Update the rows below by swapping every "render a highlight around it" for "draw an outline around it". Leave all other text unchanged.

[Entries from an annotation dataset]
·····
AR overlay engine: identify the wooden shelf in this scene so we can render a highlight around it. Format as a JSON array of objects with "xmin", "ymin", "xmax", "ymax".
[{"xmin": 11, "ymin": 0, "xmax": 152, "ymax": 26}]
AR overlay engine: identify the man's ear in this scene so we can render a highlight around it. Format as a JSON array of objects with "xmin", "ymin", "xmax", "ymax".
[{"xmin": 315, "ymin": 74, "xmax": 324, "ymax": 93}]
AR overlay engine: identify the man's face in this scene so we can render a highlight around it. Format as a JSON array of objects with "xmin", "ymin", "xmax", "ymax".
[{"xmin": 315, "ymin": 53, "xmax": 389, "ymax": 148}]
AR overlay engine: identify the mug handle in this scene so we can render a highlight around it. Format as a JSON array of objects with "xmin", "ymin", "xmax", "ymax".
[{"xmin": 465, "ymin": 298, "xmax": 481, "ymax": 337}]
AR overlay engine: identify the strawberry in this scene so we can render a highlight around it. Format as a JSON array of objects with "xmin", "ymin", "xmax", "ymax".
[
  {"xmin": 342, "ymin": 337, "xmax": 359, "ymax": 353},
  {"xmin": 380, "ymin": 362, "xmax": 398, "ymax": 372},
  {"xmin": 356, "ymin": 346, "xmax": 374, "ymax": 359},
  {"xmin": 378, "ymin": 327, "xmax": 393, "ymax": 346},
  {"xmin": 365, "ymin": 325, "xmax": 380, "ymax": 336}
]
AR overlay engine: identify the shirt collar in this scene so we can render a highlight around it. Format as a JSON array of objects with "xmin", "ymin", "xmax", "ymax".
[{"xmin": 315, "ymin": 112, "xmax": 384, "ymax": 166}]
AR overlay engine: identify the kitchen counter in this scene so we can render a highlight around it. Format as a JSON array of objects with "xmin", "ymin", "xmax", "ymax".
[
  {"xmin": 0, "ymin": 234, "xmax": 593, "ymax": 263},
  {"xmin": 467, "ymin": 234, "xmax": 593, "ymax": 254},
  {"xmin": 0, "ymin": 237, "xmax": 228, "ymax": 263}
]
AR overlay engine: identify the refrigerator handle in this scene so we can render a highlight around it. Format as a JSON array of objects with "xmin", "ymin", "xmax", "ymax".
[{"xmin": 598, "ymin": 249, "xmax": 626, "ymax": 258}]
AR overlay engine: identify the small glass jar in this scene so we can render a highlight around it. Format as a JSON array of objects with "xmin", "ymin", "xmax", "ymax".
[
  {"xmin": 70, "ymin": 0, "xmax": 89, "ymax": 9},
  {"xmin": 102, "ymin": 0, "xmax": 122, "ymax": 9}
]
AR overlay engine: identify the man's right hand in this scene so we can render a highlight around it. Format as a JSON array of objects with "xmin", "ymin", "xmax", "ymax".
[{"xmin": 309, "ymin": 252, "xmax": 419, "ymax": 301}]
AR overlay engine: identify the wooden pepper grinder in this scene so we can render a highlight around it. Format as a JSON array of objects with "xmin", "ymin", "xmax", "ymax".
·····
WRITTEN ANSWER:
AR overlay engine: identify the wooden shelf in this scene so we can draw an outline around it. Format as a JSON array of objects with "xmin", "ymin", "xmax", "ymax".
[{"xmin": 11, "ymin": 0, "xmax": 152, "ymax": 26}]
AR overlay engine: identify the man's ear in this scene so we can draw an outline around it. Format as a JSON array of objects with "xmin", "ymin", "xmax", "ymax".
[{"xmin": 315, "ymin": 74, "xmax": 324, "ymax": 93}]
AR overlay engine: identify the man's face in this scene so we can draw an outline around it. Format as a JSON array of objects with "xmin", "ymin", "xmax", "ymax".
[{"xmin": 315, "ymin": 53, "xmax": 389, "ymax": 148}]
AR overlay engine: identify the mug handle in this scene so we can draw an outline around it. Format as a JSON array of objects with "xmin", "ymin", "xmax", "ymax".
[{"xmin": 465, "ymin": 298, "xmax": 481, "ymax": 337}]
AR overlay engine: identify the strawberry in this scene so we can draw an outline around it. Format as a JSON array of objects with "xmin", "ymin", "xmax", "ymax".
[
  {"xmin": 342, "ymin": 337, "xmax": 359, "ymax": 353},
  {"xmin": 380, "ymin": 362, "xmax": 398, "ymax": 372},
  {"xmin": 356, "ymin": 346, "xmax": 374, "ymax": 359},
  {"xmin": 378, "ymin": 327, "xmax": 393, "ymax": 346},
  {"xmin": 365, "ymin": 325, "xmax": 380, "ymax": 336}
]
AR overlay engine: identify the shirt collar in this scene so we can draw an outline around it. Format as a JSON array of objects with "xmin", "ymin", "xmax", "ymax".
[{"xmin": 315, "ymin": 112, "xmax": 384, "ymax": 166}]
AR overlay engine: identify the kitchen counter in this scene so we can draw an outline around it. Format as a JSON array of objects with "xmin", "ymin", "xmax", "ymax".
[
  {"xmin": 0, "ymin": 234, "xmax": 593, "ymax": 263},
  {"xmin": 467, "ymin": 234, "xmax": 593, "ymax": 254},
  {"xmin": 0, "ymin": 237, "xmax": 228, "ymax": 263}
]
AR overlay engine: identify the refrigerator handle in this scene so we can draw an outline around it. Format as a JSON array of objects with "xmin", "ymin", "xmax", "ymax".
[{"xmin": 598, "ymin": 249, "xmax": 626, "ymax": 258}]
AR overlay engine: identify the small glass jar in this scene so we can draw an outline around it. Format as a JSON array of objects with "xmin", "ymin", "xmax", "ymax".
[
  {"xmin": 70, "ymin": 0, "xmax": 89, "ymax": 9},
  {"xmin": 102, "ymin": 0, "xmax": 122, "ymax": 9}
]
AR overlay engine: identify the man's right hand in this scene so we can draw an outline around it. Format as a JSON array of objects with "xmin", "ymin", "xmax", "ymax".
[{"xmin": 309, "ymin": 252, "xmax": 419, "ymax": 301}]
AR overlay engine: identify the wooden pepper grinder in this scene so we can draw an outline around it. Format as a JSON array of objects with "xmin", "ymin", "xmax", "ymax".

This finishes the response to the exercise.